### EXERCISE DIRECTIONS
Pick out each row below that contains the string "Target" and copy those rows.

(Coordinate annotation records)
•••••

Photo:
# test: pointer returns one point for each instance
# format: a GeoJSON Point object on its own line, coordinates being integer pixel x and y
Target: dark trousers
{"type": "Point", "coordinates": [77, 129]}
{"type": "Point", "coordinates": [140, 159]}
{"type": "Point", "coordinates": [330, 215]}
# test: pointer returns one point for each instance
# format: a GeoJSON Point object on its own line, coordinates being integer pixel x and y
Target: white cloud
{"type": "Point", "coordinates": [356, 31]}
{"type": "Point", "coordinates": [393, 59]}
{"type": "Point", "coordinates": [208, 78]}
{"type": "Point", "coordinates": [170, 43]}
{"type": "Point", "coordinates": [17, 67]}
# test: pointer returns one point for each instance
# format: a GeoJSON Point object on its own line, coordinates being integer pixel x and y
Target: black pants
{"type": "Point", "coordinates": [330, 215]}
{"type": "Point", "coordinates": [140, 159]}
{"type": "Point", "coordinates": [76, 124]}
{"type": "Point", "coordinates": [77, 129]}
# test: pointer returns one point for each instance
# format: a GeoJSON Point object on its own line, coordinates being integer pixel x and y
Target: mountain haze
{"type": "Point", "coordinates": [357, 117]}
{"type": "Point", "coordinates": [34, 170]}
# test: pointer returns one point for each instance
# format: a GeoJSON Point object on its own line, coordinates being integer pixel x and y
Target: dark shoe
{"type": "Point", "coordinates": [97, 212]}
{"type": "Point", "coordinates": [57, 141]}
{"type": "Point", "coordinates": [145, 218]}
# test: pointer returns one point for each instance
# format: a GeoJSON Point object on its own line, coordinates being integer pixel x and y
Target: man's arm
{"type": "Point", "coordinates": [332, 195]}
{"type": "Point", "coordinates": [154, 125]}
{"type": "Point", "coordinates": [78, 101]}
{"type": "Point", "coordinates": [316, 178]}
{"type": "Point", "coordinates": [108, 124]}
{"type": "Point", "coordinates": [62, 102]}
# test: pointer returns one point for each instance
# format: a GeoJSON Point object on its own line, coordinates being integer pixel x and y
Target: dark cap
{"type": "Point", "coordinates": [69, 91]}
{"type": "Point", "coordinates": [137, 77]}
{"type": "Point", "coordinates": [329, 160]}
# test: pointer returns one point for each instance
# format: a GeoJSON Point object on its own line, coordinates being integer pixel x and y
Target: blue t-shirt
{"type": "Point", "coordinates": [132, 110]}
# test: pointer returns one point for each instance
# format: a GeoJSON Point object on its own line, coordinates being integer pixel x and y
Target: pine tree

•••••

### SOLUTION TO THE EXERCISE
Target: dark trousers
Target: white cloud
Target: black pants
Target: mountain haze
Target: dark shoe
Target: man's arm
Target: dark cap
Target: blue t-shirt
Target: pine tree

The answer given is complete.